## DESCRIPTION OF THE TASK:
Could you turn every line of the entries below into a JSON list of strings, one string per line, with blank lines skipped and the pictures left out?

## RECORDS FOR THE TASK:
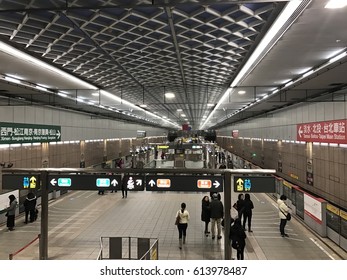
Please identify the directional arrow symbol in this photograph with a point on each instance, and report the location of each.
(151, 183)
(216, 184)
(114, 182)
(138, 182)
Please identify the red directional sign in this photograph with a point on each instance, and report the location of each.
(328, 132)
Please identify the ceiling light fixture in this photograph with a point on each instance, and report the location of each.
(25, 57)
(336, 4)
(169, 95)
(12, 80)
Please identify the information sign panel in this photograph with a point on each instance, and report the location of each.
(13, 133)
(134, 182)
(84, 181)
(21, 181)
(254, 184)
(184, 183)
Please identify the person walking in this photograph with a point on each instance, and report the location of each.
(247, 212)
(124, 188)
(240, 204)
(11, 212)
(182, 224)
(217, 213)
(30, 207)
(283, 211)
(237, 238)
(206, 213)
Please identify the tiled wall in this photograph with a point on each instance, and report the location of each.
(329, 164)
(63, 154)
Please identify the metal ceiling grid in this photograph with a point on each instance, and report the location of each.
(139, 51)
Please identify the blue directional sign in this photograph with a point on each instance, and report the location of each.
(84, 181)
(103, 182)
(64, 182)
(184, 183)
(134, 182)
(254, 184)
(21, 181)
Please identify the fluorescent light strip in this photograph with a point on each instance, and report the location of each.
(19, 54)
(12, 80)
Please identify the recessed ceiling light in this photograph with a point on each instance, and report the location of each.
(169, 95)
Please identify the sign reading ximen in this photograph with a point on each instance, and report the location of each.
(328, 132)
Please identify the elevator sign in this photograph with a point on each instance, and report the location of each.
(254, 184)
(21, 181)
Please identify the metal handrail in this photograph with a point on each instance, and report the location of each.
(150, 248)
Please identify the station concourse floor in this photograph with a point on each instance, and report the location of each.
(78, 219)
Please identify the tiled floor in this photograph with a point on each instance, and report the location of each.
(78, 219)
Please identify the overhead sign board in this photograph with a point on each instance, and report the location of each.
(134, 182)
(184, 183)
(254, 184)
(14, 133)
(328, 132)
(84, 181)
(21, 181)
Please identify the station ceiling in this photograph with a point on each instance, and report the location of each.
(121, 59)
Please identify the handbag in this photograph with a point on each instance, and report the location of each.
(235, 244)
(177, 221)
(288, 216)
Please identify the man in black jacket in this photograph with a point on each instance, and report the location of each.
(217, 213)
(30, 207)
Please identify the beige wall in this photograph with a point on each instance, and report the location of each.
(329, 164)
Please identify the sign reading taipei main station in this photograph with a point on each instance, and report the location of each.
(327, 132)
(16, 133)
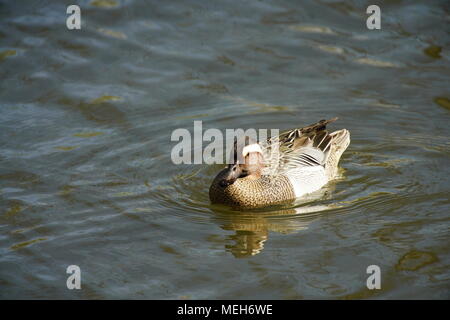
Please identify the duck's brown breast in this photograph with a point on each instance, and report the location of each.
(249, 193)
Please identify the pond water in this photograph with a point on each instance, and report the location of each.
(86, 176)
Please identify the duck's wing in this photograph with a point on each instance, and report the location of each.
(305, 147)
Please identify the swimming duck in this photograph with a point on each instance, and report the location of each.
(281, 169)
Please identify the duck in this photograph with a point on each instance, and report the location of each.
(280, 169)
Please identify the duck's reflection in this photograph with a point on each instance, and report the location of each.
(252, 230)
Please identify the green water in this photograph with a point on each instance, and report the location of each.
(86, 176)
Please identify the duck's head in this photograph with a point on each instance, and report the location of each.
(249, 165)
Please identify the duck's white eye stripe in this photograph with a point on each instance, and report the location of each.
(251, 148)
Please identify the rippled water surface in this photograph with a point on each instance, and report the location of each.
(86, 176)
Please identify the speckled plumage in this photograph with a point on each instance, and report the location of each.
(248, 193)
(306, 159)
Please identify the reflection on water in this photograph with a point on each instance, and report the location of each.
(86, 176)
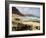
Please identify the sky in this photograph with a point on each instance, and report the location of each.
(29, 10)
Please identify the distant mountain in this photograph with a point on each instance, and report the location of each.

## ANSWER TO THIS EXERCISE:
[
  "Please identify the directional arrow symbol in this photograph with a point on each instance, and report the location of each.",
  "(151, 183)",
  "(216, 184)",
  "(114, 182)",
  "(138, 182)",
  "Please identify the red directional sign in this photograph with a point on each instance, and report the location of each.",
  "(328, 132)",
  "Please identify the ceiling light fixture in this photograph with a point on each instance, and report the location of each.",
  "(25, 57)",
  "(336, 4)",
  "(169, 95)",
  "(12, 80)",
  "Please identify the information sign panel in this photograph with a point on each instance, and report the location of each.",
  "(13, 133)",
  "(134, 182)",
  "(84, 181)",
  "(21, 181)",
  "(254, 184)",
  "(184, 183)",
  "Please identify the person walking in this photograph with a point on each instance, and report the location of each.",
  "(247, 212)",
  "(124, 188)",
  "(240, 204)",
  "(11, 212)",
  "(182, 224)",
  "(217, 213)",
  "(30, 207)",
  "(283, 211)",
  "(237, 238)",
  "(206, 213)",
  "Please identify the tiled wall in this photograph with a point on each instance, and report the location of each.",
  "(329, 164)",
  "(63, 154)",
  "Please identify the metal ceiling grid in this photograph with a point on each instance, and report the location of each.",
  "(139, 51)",
  "Please identify the blue directional sign in this photograph with a point on each instance, and report the location of each.",
  "(84, 181)",
  "(103, 182)",
  "(64, 182)",
  "(184, 183)",
  "(134, 182)",
  "(254, 184)",
  "(21, 181)",
  "Please identify the fluorescent light strip in this photograph with a point on each instance, and report the location of each.",
  "(19, 54)",
  "(12, 80)",
  "Please identify the recessed ceiling light in this photograph with a point on each instance, and report the location of each.",
  "(169, 95)",
  "Please identify the sign reading ximen in this photograph with a point on each instance, and report the location of each.",
  "(328, 132)",
  "Please identify the elevator sign in this photograph with a point on each instance, and report the location of each.",
  "(254, 184)",
  "(21, 181)",
  "Please identify the metal handrail in this photograph with a point on each instance, and report the location of each.",
  "(150, 248)",
  "Please identify the station concourse floor in this photograph with a point on each instance, and report the location of each.",
  "(78, 219)",
  "Please identify the tiled floor in this photograph with a point on each instance, and report the location of each.",
  "(78, 219)",
  "Please identify the overhead sign board in this photograph with a point on each instance, and report the location of each.",
  "(134, 182)",
  "(184, 183)",
  "(254, 184)",
  "(14, 133)",
  "(328, 132)",
  "(84, 181)",
  "(21, 181)",
  "Please identify the station ceiling in this photograph with a point on each instance, and report the location of each.",
  "(121, 59)",
  "Please identify the handbag in this photograph with a point on each instance, and report the location of each.",
  "(235, 244)",
  "(177, 221)",
  "(288, 216)",
  "Please identify the man in black jacket in this photograph with a point on each instance, and report the location of each.",
  "(217, 213)",
  "(30, 207)",
  "Please identify the beige wall in this photograph with a point on each instance, and report the location of each.",
  "(329, 164)",
  "Please identify the sign reading taipei main station in this photograph with a point on each instance, and report the location of each.",
  "(327, 132)",
  "(16, 133)",
  "Please identify the duck's brown breast in this photograph with a point on each instance, and report the location of each.",
  "(249, 193)",
  "Please identify the pond water in this photograph with a point on each instance, and report the location of each.",
  "(86, 176)",
  "Please identify the duck's wing in this photograph with a point on each instance, and report the location of each.",
  "(305, 147)",
  "Please identify the swimming duck in this photograph with a point on each instance, and report the location of each.",
  "(281, 169)",
  "Please identify the duck in this photograph with a point on each instance, and report the location of each.",
  "(280, 169)",
  "Please identify the duck's reflection in this photograph with a point on each instance, and report the location of each.",
  "(252, 230)",
  "Please identify the green water in this photograph with a point on each instance, and report the location of each.",
  "(86, 176)",
  "Please identify the duck's head in this photograph with a point on each instance, and report the location of each.",
  "(249, 165)",
  "Please identify the duck's white eye stripe in this photograph with a point on each instance, and report the location of each.",
  "(251, 148)",
  "Please identify the rippled water surface in this photograph with a point on each instance, and report the location of each.",
  "(86, 176)",
  "Please identify the speckled plumage in this photograph with a point on each instance, and report the location of each.",
  "(248, 193)",
  "(306, 159)",
  "Please identify the reflection on water in this photograph with a point on each instance, and report the location of each.",
  "(86, 176)",
  "Please identify the sky in this photograph with a point on each instance, and report the location of each.",
  "(29, 10)",
  "Please identify the distant mountain in this photograph with a point on each instance, and report the location of each."
]